= Provided text =
In [18]:
%load_ext dotenv
%dotenv

The dotenv extension is already loaded. To reload it, use:
  %reload_ext dotenv


In [19]:
%reload_ext dotenv

In [20]:
import json
from elasticsearch import Elasticsearch
from tqdm.auto import tqdm
from openai import OpenAI

In [21]:
# download documents
# !wget https://github.com/alexeygrigorev/llm-rag-workshop/raw/main/notebooks/documents.json

In [22]:
with open('./documents.json', 'rt') as f_in:
    documents_file = json.load(f_in)

documents = []

for course in documents_file:
    course_name = course['course']

    for doc in course['documents']:
        doc['course'] = course_name
        documents.append(doc)

In [23]:
documents[0]

{'text': "The purpose of this document is to capture frequently asked technical questions\nThe exact day and hour of the course will be 15th Jan 2024 at 17h00. The course will start with the first  “Office Hours'' live.1\nSubscribe to course public Google Calendar (it works from Desktop only).\nRegister before the course starts using this link.\nJoin the course Telegram channel with announcements.\nDon’t forget to register in DataTalks.Club's Slack and join the channel.",
 'section': 'General course-related questions',
 'question': 'Course - When will the course start?',
 'course': 'data-engineering-zoomcamp'}

In [24]:
es = Elasticsearch("http://localhost:9200")
es.info()

ObjectApiResponse({'name': '3c5414b2505b', 'cluster_name': 'docker-cluster', 'cluster_uuid': 'AVX-ZeTSQpygAUVUCUsi1g', 'version': {'number': '8.4.3', 'build_flavor': 'default', 'build_type': 'docker', 'build_hash': '42f05b9372a9a4a470db3b52817899b99a76ee73', 'build_date': '2022-10-04T07:17:24.662462378Z', 'build_snapshot': False, 'lucene_version': '9.3.0', 'minimum_wire_compatibility_version': '7.17.0', 'minimum_index_compatibility_version': '7.0.0'}, 'tagline': 'You Know, for Search'})

In [25]:
index_settings = {
    "settings": {
        "number_of_shards": 1,
        "number_of_replicas": 0
    },
    "mappings": {
        "properties": {
            "text": {"type": "text"},
            "section": {"type": "text"},
            "question": {"type": "text"},
            "course": {"type": "keyword"} 
        }
    }
}

index_name = "course-questions"
es.indices.delete(index=index_name)
response = es.indices.create(index=index_name, body=index_settings)

response

ObjectApiResponse({'acknowledged': True, 'shards_acknowledged': True, 'index': 'course-questions'})

In [26]:
for doc in tqdm(documents):
    es.index(index=index_name, document=doc)

print('done')

= What to work on =
1. Answer these questions from the Elasticsearch notebook:
(a) At what URL is the Elasticsearch client created?
(b) What version number does the cluster report?
(c) Which field is mapped with the type "keyword"?
2. Name every field listed under "properties" in the index mappings of the Elasticsearch notebook.
3. Echo everything in the Elasticsearch notebook from "documents = []" down to "documents.append(doc)".
Rely only on the Elasticsearch notebook above.

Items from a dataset
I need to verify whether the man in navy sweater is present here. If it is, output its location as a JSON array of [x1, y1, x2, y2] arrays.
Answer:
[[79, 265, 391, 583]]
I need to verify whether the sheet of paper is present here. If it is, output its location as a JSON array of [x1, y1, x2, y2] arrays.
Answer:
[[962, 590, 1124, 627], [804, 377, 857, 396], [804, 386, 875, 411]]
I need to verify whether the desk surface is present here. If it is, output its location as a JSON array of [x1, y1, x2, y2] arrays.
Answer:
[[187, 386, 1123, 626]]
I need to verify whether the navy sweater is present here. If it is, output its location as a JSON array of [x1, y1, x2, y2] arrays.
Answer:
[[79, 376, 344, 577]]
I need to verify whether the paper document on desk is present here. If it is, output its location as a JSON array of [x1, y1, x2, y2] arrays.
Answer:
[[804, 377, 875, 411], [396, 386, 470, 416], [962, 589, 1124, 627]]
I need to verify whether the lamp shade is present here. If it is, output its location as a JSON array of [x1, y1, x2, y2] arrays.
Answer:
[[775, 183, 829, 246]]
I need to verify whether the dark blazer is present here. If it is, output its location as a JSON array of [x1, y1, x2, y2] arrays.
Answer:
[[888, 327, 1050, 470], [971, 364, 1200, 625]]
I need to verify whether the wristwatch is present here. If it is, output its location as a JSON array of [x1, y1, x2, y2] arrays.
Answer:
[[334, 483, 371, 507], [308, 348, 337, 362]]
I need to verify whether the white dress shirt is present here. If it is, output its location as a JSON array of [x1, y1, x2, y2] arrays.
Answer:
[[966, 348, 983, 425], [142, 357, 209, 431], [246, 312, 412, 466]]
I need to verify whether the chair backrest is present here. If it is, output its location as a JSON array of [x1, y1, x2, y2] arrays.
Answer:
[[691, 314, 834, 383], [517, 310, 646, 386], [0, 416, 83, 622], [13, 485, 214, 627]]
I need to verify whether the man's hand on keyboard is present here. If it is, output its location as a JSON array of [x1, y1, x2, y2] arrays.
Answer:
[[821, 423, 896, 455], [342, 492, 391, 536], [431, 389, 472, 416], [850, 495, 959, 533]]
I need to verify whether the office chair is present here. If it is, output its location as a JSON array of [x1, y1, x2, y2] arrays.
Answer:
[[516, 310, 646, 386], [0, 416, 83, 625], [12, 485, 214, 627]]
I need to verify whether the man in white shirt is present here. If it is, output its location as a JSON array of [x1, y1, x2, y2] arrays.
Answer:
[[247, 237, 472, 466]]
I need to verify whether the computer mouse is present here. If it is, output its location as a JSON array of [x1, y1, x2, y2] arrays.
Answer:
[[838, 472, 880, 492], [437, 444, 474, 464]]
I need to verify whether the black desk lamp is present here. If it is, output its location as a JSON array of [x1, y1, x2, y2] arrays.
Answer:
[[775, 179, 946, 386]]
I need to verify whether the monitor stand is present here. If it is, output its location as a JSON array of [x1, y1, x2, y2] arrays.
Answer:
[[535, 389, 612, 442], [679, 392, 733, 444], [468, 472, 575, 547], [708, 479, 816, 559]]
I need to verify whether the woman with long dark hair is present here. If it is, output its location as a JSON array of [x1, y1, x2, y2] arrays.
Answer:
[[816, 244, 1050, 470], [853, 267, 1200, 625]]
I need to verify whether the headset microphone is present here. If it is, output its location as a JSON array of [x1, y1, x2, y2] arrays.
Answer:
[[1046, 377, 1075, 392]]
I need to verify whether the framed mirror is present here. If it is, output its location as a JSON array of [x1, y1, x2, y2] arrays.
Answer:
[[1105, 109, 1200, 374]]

= Answers by task =
1.
(a) http://localhost:9200
(b) 8.4.3
(c) course

2. text, section, question, course

3.
documents = []

for course in documents_file:
    course_name = course['course']

    for doc in course['documents']:
        doc['course'] = course_name
        documents.append(doc)